Today, I just squeezed on to a packed train to London.  I was crushed kneecap to kneecap with a bunch of other people… in the middle of a heatwave.  We eyeballed each other.  Either we could get tense and irritable…
 …or we could chat.
Luckily, three massive suitcases  on the floor created a slight clearing.  It turned out that two of them belonged to a family on their way to Istanbul and fellow passengers suggested they visit the Spice Market, the Blue Mosque.
But that still left one enormous suitcase unaccounted for.  A woman my age had her hand on it.
“Going somewhere nice?”
“Actually, there’s nothing in this suitcase,” she replied, “It’s empty.” 
People were listening now.
“My daughter has split up with her boyfriend.  I’m going to his flat to pick up her stuff.   Then I’m going to bring this case back on the train again, full.”
“In this heat?”
“What a horrible job.”
“Your daughter is lucky to have you.”

“These things happen,” she said.

----------------------------------------

**STATED PROBLEM 1:** In the train story, where was the family with two of the suitcases headed?
**STATED PROBLEM 2:** Translate this sentence from the train story into Spanish: "People were listening now."
**STATED PROBLEM 3:** Please output the part of the train story from "Luckily, three massive" up to and including "the Blue Mosque.", with no changes.

**MATERIAL SUPPLIED:**
----------------------------------------

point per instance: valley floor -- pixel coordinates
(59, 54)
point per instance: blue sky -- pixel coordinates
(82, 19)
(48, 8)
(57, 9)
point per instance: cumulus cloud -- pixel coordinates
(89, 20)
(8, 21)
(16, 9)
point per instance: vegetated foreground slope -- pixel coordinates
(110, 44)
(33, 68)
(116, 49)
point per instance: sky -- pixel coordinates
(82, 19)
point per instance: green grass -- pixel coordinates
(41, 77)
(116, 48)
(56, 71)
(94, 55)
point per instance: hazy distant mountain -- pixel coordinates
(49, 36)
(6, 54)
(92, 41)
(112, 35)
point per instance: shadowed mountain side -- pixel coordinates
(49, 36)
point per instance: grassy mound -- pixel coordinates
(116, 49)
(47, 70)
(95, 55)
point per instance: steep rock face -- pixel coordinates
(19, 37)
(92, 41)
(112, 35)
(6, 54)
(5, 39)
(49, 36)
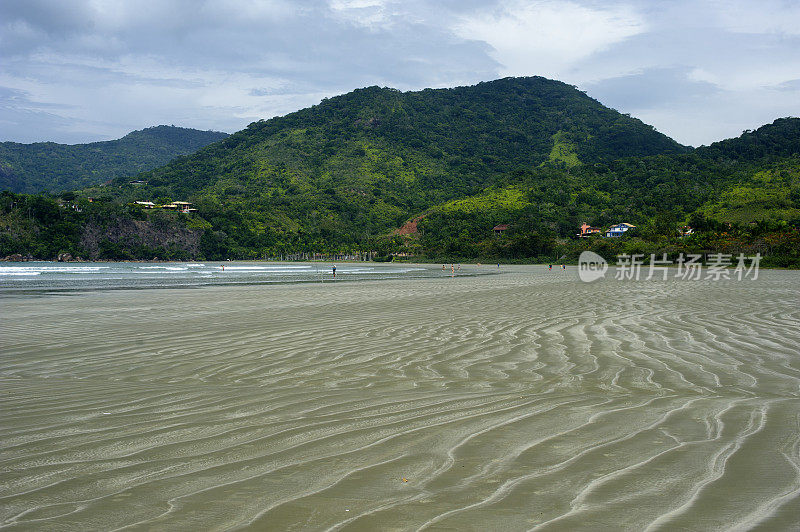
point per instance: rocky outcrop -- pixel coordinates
(130, 234)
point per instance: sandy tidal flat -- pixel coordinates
(525, 400)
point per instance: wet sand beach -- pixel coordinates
(523, 400)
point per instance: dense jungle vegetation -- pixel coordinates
(344, 175)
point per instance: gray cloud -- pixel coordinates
(85, 70)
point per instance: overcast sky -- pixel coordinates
(85, 70)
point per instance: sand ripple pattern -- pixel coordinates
(526, 400)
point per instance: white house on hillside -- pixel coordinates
(618, 230)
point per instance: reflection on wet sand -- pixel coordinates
(521, 400)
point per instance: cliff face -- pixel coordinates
(140, 236)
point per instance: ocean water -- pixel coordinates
(54, 276)
(526, 400)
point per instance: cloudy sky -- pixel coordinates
(85, 70)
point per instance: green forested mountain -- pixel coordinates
(358, 165)
(47, 166)
(739, 189)
(535, 154)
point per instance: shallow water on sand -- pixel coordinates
(517, 401)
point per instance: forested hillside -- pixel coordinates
(47, 166)
(534, 154)
(358, 165)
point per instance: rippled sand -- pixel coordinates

----------------------------------------

**FINAL ANSWER 1:** Istanbul

**FINAL ANSWER 2:** La gente estaba escuchando ahora.

**FINAL ANSWER 3:**
Luckily, three massive suitcases  on the floor created a slight clearing.  It turned out that two of them belonged to a family on their way to Istanbul and fellow passengers suggested they visit the Spice Market, the Blue Mosque.